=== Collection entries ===
* * *
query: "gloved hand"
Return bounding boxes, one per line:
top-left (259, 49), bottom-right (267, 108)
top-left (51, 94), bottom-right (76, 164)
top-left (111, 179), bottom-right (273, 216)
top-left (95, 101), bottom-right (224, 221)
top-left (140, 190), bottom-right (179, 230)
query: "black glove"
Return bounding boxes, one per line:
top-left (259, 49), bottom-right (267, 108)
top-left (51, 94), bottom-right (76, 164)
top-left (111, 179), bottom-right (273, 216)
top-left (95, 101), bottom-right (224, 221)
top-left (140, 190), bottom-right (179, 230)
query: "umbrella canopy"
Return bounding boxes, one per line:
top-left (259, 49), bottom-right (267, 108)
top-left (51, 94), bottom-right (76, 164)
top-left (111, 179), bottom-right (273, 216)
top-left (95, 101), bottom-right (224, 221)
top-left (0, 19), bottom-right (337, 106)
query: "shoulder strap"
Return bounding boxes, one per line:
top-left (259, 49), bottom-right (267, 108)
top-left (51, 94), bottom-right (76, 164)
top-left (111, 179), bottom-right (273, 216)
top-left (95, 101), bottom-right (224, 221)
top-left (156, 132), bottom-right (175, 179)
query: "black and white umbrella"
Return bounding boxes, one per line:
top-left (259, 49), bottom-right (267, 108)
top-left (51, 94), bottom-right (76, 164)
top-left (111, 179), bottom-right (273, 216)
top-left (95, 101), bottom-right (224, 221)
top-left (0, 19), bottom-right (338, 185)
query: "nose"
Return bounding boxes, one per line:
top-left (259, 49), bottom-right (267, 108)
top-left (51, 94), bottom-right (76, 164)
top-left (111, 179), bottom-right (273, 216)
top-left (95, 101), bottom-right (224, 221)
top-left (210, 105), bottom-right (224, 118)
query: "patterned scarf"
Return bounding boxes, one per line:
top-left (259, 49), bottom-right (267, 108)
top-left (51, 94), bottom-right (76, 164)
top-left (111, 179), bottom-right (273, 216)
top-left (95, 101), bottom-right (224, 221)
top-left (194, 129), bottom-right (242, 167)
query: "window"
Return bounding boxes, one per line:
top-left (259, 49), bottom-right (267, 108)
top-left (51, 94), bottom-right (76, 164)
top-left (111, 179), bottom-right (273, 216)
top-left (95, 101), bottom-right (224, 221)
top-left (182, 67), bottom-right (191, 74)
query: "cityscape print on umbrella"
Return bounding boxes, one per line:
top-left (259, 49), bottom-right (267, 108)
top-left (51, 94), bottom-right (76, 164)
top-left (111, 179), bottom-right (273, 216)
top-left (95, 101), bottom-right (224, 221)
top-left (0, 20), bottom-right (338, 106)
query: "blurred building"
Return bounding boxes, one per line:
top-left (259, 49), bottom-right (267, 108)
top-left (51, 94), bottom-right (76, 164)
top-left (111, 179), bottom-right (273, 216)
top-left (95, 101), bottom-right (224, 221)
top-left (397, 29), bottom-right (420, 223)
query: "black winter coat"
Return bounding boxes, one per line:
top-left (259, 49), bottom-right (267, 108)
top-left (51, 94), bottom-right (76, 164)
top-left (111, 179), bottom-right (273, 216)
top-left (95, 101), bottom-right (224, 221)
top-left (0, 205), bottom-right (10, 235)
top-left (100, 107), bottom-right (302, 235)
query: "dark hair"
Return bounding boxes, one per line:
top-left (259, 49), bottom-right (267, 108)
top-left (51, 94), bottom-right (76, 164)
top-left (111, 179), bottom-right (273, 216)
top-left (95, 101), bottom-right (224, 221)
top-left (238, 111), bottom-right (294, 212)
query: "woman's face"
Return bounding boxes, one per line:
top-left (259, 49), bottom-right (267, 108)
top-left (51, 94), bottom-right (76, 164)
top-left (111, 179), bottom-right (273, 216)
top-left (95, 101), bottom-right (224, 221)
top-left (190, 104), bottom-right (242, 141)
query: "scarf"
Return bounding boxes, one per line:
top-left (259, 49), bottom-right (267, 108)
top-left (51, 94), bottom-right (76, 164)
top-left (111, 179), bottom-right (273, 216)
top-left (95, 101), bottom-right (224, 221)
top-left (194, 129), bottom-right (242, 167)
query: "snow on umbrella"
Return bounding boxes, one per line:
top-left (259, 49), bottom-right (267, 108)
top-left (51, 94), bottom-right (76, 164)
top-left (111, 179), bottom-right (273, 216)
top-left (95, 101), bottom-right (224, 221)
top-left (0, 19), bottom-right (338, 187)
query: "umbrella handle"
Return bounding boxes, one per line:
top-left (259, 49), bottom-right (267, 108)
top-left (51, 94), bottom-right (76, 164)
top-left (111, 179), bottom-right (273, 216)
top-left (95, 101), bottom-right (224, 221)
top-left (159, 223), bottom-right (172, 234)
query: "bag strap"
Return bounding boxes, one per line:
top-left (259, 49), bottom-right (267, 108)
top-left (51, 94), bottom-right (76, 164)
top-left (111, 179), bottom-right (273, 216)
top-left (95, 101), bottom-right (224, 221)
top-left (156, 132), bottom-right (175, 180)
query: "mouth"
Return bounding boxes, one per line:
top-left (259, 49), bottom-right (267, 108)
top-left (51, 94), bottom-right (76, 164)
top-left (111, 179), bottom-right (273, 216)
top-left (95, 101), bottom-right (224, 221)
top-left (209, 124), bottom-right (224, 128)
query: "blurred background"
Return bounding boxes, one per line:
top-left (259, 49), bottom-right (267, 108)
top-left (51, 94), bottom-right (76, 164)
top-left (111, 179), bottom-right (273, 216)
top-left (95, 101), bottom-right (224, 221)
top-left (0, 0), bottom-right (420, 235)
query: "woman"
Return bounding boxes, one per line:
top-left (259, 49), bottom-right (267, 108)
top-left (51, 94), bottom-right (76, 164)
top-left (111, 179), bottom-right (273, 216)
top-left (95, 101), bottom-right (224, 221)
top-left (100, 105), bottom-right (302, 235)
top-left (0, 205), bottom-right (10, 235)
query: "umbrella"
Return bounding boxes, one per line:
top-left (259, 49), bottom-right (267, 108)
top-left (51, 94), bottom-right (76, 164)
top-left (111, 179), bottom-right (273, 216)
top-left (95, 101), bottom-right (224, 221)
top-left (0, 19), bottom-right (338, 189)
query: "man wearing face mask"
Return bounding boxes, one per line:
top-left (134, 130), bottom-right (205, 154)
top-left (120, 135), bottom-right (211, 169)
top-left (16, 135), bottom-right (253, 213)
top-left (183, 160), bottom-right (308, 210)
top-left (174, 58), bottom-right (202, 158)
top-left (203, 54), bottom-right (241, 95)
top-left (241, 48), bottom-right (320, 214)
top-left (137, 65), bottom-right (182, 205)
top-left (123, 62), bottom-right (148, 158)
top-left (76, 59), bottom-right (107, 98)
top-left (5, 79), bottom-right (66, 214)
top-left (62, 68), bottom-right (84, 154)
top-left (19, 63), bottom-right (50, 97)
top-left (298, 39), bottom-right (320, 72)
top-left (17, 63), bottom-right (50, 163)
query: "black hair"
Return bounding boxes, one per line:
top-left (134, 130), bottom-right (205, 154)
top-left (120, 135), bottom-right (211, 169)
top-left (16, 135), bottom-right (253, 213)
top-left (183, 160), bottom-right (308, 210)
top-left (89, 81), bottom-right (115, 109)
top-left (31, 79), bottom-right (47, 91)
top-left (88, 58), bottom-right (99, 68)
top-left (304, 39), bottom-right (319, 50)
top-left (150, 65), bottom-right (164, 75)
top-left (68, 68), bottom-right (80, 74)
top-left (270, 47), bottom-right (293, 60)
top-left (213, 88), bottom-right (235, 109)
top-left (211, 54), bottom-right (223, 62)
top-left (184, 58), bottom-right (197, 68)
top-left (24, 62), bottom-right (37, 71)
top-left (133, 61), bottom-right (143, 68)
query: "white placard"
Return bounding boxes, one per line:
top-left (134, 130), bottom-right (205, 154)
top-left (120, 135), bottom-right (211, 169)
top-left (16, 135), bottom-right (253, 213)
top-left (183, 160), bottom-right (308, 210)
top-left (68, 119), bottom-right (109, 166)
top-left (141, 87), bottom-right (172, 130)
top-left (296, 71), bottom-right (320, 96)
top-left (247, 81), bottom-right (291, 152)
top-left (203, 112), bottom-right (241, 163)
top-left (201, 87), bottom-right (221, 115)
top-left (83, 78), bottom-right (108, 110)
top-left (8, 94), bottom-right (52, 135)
* * *
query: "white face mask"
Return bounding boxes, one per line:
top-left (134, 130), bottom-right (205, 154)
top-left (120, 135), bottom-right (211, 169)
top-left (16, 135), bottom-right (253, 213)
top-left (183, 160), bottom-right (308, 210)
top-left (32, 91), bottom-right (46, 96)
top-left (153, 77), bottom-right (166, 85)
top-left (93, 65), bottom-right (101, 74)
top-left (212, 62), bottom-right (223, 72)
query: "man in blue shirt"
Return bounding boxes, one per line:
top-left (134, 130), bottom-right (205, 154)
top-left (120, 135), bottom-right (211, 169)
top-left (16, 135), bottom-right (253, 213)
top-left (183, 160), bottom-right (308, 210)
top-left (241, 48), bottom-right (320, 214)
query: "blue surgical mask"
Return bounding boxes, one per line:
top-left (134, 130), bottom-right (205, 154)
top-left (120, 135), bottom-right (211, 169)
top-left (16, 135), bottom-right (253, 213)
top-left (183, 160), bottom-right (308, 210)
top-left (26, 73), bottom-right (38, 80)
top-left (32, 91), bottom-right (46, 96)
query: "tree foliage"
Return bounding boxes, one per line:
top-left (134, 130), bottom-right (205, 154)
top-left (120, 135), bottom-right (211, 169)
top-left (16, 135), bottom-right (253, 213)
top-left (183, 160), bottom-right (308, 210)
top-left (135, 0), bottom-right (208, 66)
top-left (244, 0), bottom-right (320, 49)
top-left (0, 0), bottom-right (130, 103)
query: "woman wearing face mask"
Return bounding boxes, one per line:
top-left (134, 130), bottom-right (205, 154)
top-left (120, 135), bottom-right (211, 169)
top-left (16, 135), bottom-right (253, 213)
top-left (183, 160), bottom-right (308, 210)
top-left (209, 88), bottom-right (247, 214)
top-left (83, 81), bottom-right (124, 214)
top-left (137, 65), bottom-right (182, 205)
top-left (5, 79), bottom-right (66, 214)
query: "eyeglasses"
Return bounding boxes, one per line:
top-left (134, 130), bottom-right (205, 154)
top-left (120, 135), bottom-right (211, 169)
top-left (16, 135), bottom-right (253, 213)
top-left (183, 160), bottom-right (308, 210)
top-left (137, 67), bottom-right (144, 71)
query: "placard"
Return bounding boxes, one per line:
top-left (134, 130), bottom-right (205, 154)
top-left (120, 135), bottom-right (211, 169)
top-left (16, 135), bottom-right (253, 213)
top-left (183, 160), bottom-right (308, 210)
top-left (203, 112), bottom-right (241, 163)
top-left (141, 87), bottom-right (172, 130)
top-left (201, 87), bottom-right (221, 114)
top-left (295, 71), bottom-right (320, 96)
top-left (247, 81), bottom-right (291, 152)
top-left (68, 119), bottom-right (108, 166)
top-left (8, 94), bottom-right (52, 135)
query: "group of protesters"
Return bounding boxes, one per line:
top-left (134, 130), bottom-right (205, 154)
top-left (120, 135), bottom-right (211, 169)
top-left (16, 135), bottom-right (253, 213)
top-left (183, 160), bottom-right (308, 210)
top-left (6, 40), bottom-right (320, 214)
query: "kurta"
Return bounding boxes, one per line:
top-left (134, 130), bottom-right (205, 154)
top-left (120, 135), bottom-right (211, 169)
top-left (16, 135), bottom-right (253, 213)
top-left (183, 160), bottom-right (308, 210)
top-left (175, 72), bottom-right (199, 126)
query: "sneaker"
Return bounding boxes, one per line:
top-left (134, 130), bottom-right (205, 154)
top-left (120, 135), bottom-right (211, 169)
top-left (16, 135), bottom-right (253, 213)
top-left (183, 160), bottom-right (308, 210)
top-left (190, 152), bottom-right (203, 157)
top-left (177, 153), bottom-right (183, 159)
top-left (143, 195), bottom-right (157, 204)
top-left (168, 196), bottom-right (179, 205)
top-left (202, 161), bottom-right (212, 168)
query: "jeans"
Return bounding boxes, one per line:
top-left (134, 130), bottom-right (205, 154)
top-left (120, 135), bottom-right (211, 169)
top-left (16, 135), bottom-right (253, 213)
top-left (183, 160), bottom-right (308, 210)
* * *
Find every line in the data above that contains the string "woman", treating uppercase and lowercase as different, and copy each of those lines.

query: "woman's face"
query: "woman"
query: "woman wearing face mask"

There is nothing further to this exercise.